[Natural language region descriptions]

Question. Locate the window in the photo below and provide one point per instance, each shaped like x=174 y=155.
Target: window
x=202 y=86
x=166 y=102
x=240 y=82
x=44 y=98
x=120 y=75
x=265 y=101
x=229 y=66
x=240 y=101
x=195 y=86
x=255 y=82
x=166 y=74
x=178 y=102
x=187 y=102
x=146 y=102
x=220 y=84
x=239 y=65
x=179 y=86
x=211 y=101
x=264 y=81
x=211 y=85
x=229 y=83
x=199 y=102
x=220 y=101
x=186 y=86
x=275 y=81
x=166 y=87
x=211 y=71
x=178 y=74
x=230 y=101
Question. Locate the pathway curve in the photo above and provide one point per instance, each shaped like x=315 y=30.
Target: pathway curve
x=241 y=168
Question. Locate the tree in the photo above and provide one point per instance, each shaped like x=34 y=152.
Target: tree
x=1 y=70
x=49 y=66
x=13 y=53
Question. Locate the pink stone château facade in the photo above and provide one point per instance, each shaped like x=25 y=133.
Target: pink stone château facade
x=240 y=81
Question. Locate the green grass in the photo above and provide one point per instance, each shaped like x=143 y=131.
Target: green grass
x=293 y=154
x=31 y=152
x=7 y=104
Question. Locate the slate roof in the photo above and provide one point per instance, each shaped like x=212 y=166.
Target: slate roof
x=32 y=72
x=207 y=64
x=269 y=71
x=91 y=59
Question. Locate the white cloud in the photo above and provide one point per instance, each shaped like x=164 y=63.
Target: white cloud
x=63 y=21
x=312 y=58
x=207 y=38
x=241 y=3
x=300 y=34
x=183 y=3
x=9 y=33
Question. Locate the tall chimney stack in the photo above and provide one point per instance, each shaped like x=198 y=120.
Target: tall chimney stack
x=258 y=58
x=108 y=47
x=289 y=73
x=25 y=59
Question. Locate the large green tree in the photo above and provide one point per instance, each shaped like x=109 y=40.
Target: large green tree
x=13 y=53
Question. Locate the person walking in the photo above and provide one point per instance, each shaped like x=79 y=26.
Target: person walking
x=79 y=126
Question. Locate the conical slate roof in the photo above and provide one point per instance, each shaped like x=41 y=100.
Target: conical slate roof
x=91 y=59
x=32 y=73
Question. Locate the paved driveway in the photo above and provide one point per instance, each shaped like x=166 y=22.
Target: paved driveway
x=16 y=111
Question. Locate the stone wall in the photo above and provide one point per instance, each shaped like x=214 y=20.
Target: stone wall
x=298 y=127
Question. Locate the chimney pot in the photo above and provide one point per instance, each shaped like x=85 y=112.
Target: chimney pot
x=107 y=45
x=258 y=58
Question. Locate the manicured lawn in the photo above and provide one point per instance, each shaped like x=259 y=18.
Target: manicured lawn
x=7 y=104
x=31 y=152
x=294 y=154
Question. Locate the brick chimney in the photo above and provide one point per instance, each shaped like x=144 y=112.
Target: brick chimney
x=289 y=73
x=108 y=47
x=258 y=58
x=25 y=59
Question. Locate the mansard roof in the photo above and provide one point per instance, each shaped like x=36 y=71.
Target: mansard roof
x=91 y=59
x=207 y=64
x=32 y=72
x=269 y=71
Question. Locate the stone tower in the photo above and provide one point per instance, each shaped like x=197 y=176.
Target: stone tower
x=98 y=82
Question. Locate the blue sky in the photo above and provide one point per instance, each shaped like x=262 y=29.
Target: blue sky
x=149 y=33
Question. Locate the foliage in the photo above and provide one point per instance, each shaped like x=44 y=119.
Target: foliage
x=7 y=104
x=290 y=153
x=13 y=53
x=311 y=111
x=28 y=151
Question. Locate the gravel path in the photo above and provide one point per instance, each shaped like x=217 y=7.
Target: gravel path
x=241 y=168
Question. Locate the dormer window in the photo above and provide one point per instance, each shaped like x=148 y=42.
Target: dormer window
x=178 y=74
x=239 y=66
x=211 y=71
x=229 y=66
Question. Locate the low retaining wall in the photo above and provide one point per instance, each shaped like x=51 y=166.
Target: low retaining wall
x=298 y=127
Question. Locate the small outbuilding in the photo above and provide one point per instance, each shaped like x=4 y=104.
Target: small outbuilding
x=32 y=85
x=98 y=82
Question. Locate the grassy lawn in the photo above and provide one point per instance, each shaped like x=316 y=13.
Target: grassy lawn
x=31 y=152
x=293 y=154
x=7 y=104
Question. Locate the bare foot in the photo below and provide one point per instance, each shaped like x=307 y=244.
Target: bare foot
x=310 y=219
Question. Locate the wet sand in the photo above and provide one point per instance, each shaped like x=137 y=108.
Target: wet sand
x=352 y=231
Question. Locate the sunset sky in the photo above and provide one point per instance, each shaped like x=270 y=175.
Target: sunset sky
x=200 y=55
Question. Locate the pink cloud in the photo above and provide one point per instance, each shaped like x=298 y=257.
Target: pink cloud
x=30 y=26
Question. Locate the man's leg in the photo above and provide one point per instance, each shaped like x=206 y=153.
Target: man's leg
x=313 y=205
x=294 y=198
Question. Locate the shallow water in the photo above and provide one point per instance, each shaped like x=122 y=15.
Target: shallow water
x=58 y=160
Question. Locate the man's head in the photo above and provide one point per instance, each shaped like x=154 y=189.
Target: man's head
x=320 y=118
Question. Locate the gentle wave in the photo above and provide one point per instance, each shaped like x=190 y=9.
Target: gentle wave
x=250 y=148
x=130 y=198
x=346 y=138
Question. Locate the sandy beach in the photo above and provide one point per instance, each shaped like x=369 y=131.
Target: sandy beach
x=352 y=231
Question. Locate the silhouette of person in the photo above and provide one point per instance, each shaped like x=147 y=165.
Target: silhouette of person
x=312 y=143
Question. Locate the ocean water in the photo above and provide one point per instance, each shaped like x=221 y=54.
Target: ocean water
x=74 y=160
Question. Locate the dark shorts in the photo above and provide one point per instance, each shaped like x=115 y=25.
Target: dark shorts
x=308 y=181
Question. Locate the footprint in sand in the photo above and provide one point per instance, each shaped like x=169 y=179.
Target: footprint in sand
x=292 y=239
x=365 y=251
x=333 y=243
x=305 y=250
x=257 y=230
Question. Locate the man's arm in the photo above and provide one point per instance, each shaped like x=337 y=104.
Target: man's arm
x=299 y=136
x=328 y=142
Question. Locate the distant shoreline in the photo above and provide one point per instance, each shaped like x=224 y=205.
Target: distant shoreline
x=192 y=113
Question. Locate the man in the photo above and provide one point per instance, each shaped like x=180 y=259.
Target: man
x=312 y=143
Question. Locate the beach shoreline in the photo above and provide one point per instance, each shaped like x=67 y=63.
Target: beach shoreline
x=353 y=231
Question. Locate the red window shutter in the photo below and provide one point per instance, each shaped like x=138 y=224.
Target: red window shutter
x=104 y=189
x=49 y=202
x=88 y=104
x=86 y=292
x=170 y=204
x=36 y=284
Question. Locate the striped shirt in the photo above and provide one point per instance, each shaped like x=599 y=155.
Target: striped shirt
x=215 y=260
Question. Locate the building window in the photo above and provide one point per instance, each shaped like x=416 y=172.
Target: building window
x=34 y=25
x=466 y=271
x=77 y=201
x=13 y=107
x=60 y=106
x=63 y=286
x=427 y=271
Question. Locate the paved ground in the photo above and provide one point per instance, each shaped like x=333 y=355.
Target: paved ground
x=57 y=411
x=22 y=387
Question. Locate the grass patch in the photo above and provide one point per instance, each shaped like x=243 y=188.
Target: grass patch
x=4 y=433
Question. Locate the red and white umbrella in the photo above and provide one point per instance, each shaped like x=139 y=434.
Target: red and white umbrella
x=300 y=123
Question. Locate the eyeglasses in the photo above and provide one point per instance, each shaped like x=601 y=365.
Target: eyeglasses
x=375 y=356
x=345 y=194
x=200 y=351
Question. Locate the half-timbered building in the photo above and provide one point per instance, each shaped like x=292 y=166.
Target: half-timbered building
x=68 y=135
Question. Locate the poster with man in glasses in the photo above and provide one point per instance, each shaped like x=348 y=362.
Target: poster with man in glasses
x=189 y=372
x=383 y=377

> [Exercise requirements]: Filter the data down to the lines that contain the string "below", and copy them.

> [Exercise result]:
Question. Locate the window in the photo below and provide one point per instance, each shaped like x=174 y=155.
Question. Locate the bare foot in the photo below and provide one point per instance, each shaped like x=307 y=244.
Question. Locate the red window shutter in the photo below and provide one point per instance, each shaped like x=138 y=224.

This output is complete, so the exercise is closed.